### PASSAGE TO READ

Perhaps the most damning critique: scientists said Florida appeared to confuse toxicological outcomes with carcinogenic outcomes — a distinction that matters enormously in risk assessment but that the average parent reading these reports would have no way of understanding.
A Class Action Lawsuit Is Already in Motion
Methodological debates haven’t stopped the legal machine from spinning up. Wisner Baum, a law firm with experience in toxic baby food litigation, is already pursuing a class action lawsuit against manufacturers whose products showed elevated arsenic levels. The firm is targeting companies behind brands like Nerds, Jolly Ranchers, Twizzlers, Dots, Sour Patch Kids, Laffy Taffy, Skittles, Tootsie Rolls, Black Forest Gummy Bears, SweeTarts, Snickers, Swedish Fish, and Kit Kat.
Whether this lawsuit goes anywhere depends heavily on which set of numbers holds up in court — Florida’s testing or the FDA’s. If independent labs replicate Florida’s findings using FDA-approved methods, the manufacturers could be in real trouble. If the candy industry’s argument about flawed methodology holds, the case could fall apart.

### REQUIRED ACTIONS
1/ Update the passage on the candy lawsuit by writing out everything from "A Class Action Lawsuit Is" down to "and Kit Kat." again, with "machine" replaced by "engine".
2/ Decide whether each statement agrees with the passage on arsenic in candy, answering yes or no and quoting the deciding words: (a) Wisner Baum has experience in toxic baby food litigation. (b) Methodological debates have halted the legal action. (c) Skittles is among the brands named.
3/ Continue the passage on arsenic in candy from the point where it ends.

Stored records

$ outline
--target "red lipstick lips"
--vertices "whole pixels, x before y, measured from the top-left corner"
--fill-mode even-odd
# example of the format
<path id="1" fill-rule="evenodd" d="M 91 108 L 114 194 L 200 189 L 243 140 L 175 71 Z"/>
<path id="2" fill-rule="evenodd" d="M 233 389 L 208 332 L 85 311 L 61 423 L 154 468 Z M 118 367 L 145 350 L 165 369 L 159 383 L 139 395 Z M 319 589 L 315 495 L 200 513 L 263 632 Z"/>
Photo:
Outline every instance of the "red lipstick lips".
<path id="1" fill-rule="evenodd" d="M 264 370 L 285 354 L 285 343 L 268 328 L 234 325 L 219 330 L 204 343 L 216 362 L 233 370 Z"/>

==

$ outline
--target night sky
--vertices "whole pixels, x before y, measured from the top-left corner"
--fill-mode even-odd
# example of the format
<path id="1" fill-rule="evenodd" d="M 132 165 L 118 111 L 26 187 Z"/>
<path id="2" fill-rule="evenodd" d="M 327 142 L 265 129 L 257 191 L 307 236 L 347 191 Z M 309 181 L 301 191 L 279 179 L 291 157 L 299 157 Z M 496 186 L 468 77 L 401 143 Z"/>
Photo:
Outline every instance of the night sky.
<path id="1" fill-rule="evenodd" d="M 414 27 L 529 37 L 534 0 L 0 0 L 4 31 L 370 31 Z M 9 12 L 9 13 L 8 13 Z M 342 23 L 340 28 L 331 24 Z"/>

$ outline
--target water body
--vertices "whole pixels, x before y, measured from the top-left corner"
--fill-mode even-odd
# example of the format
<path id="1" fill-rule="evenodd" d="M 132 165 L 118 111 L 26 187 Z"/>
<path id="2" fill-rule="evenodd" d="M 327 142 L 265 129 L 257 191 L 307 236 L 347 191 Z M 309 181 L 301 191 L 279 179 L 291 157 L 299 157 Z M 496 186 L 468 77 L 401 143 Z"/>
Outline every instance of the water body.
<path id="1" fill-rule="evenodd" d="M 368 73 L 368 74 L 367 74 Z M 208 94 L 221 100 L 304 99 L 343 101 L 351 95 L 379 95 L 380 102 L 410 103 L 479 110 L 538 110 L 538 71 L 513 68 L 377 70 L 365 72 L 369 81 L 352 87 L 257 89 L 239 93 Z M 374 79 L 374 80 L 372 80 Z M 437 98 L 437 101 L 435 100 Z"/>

---

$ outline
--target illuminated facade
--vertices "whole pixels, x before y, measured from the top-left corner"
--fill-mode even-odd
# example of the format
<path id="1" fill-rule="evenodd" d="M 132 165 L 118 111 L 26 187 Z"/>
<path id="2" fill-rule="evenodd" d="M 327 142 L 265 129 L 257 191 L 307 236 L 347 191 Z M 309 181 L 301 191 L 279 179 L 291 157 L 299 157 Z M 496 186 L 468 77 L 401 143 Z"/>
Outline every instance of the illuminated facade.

### LIST OF ANSWERS
1/
A Class Action Lawsuit Is Already in Motion
Methodological debates haven’t stopped the legal engine from spinning up. Wisner Baum, a law firm with experience in toxic baby food litigation, is already pursuing a class action lawsuit against manufacturers whose products showed elevated arsenic levels. The firm is targeting companies behind brands like Nerds, Jolly Ranchers, Twizzlers, Dots, Sour Patch Kids, Laffy Taffy, Skittles, Tootsie Rolls, Black Forest Gummy Bears, SweeTarts, Snickers, Swedish Fish, and Kit Kat.

2/
(a) Yes: "a law firm with experience in toxic baby food litigation"
(b) No: "Methodological debates haven’t stopped the legal machine from spinning up."
(c) Yes: "Sour Patch Kids, Laffy Taffy, Skittles, Tootsie Rolls"

3/
The Political Angle You Can’t Ignore
This whole thing has a political dimension, and it’s not subtle. Governor DeSantis explicitly tied the Healthy Florida First initiative to the Make America Healthy Again agenda pushed by HHS Secretary Robert F. Kennedy Jr. Casey DeSantis has praised Kennedy’s work and modeled her program after his. Like Kennedy, she’s also been critical of vaccine mandates. The press conferences have been high-profile media events, with the first lady leading announcements on infant formula, candy, and bread testing results in rapid succession.
But here’s the twist: the Florida Legislature doesn’t seem to share the governor’s enthusiasm. When the House and Senate released their budget proposals in February 2026, the funding picture was bleak. DeSantis asked for $5 million. The Senate offered $2 million. The House offered zero. Representative Alex Andrade, a Republican from Pensacola, said flatly that he didn’t understand why Florida needed to create its own version of the FDA.
For context, the entire testing program has cost about $44,000 so far. The lab work was done by Medallion Laboratories — originally General Mills’ in-house lab — for $23,400, and New Jersey Dairy Laboratories for about $15,800. This is not a massive scientific operation. It’s a modest testing effort that has generated enormous headlines.
So Should You Actually Be Worried?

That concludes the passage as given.